Gerhard J. Schlosser, Wolf-Dieter Krebs, Peter Urban
Nuclear Technology | Volume 102 | Number 1 | April 1993 | Pages 54-67
Technical Paper | Mixed-Oxide Fuel / Nuclear Fuel Cycle | doi.org/10.13182/NT93-A34802
Articles are hosted by Taylor and Francis Online.
Germany has adopted the strategy of a closed fuel cycle using reprocessing and recycling. The central issue today is plutonium recycling by the use of U-Pu mixed-oxide (MOX) in pressurized water reactors (PWRs) and boiling water reactors (BWRs). The design of MOX fuel assemblies and fuel management in MOX-containing cores are strongly influenced by the nuclear properties of the plutonium isotopes. Optimized MOX fuel assembly designs for PWRs currently use up to three types of MOX fuel rods having different plutonium contents with natural uranium or uranium tailings as carrier material but without burnable absorbers. The MOX fuel assembly designs for BWRs use four to six rod types with different plutonium contents and Gd2O3/UO2 burnable absorber rods. Both the PWR and the BWR designs attain good burnup equivalence and compatibility with uranium fuel assemblies. High flexibility exists in the loading schemes relative to the position and number of MOX fuel assemblies in the reloads and in the core as a whole. The Siemens experience with MOX fuel assemblies is based on the insertion of 318 MOX fuel assemblies in eight PWRs and 168 in BWRs and pressurized heavy water reactors so far. The primary operating results include information on the cycle length, power distribution, reactivity coefficients, and control rod worth of cores containing MOX fuel assemblies. Normal levels of reliability and safety can be maintained during reactor operation even with higher MOX fuel fractions, fissile contents, and burnup.

## Source data
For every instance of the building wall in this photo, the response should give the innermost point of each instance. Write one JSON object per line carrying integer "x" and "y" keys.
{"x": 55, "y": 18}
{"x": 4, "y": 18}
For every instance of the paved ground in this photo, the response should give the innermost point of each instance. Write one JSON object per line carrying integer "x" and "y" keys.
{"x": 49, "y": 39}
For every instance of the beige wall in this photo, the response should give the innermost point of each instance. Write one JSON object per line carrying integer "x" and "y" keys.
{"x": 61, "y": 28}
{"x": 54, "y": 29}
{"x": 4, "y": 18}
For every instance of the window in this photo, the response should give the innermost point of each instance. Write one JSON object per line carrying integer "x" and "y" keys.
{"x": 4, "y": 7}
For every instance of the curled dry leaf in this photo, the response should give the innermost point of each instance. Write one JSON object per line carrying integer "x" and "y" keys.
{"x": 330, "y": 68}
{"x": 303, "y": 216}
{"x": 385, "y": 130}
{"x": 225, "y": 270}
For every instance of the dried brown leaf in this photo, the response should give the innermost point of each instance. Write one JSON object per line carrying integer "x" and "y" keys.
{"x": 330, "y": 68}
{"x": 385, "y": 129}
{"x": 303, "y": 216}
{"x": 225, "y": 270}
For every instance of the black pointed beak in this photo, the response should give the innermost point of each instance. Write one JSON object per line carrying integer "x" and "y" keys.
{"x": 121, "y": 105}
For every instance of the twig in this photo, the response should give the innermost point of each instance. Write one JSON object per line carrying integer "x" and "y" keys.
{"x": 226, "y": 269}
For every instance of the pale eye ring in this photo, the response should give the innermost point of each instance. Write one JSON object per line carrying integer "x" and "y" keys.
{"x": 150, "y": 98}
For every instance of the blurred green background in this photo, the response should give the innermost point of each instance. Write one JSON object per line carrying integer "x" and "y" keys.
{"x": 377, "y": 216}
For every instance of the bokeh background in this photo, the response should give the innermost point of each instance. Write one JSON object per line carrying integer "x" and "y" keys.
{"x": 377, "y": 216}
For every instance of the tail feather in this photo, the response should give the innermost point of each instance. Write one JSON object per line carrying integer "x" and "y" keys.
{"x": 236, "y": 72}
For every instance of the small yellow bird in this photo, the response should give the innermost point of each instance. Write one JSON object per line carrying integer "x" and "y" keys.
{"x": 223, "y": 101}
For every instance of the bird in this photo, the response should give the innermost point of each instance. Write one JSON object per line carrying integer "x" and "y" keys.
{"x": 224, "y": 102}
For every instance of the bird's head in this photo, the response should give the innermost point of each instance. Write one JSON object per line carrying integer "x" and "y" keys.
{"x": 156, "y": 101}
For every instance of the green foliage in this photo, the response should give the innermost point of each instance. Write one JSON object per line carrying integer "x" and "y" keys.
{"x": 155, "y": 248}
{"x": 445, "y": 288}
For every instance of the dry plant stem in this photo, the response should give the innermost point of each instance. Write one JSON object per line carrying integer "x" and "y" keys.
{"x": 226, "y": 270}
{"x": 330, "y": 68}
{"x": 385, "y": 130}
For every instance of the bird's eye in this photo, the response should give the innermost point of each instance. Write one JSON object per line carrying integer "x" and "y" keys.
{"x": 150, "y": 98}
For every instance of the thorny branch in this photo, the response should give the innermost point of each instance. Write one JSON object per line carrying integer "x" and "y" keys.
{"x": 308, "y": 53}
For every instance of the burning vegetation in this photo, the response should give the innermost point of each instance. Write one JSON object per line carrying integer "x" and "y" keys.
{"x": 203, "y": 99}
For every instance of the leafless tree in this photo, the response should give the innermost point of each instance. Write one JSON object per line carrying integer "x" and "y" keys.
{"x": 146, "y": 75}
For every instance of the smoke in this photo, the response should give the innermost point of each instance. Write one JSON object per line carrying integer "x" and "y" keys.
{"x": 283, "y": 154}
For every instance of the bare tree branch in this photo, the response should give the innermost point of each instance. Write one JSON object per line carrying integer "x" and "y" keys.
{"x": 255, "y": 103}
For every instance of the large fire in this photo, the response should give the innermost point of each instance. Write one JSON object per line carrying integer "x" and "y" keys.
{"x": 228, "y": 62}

## Task to carry out
In the MOX fuel abstract, how many MOX fuel assemblies had Siemens inserted in eight PWRs? The lines are separate material and have no connection to the MOX fuel abstract.

## Task output
318